WORK TO BE COMPLETED>
Since only part of the records is wanted, repeat exactly the lines from the one containing "# spot one keypoint per instance of the teal" through the last line, both included.

===============

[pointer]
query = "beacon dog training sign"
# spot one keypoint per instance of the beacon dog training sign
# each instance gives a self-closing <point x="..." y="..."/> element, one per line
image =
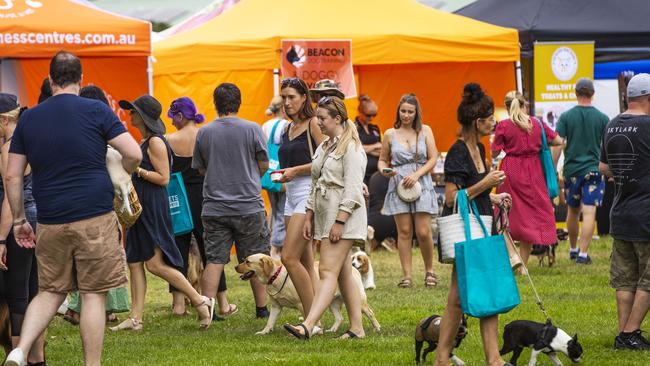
<point x="313" y="60"/>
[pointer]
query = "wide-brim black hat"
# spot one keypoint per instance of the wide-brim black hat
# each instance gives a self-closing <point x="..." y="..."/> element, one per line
<point x="149" y="109"/>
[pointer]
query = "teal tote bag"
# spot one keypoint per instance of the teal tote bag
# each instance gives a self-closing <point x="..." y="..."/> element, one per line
<point x="486" y="284"/>
<point x="548" y="167"/>
<point x="179" y="206"/>
<point x="274" y="162"/>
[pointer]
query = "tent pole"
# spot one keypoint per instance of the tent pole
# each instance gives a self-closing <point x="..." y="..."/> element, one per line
<point x="150" y="75"/>
<point x="276" y="82"/>
<point x="518" y="77"/>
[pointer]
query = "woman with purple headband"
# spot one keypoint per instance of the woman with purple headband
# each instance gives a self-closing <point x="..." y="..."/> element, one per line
<point x="185" y="118"/>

===============

SOLUTION TO THIS PROBLEM>
# spot one keypoint per instance of the teal tote bag
# each instance gives a self-closing <point x="..." y="..."/> element, one per line
<point x="486" y="284"/>
<point x="548" y="167"/>
<point x="179" y="206"/>
<point x="274" y="162"/>
[pointer]
query = "tent pole"
# spot one keypoint per instance of the tent pole
# each instance gives a self-closing <point x="..." y="..."/> element, one per line
<point x="150" y="75"/>
<point x="276" y="82"/>
<point x="518" y="77"/>
[pointer]
query = "woman with purple headband"
# spot one keypoint per instance of the woman with purple headband
# each instance gives a self-closing <point x="..." y="..."/> element, one per line
<point x="185" y="118"/>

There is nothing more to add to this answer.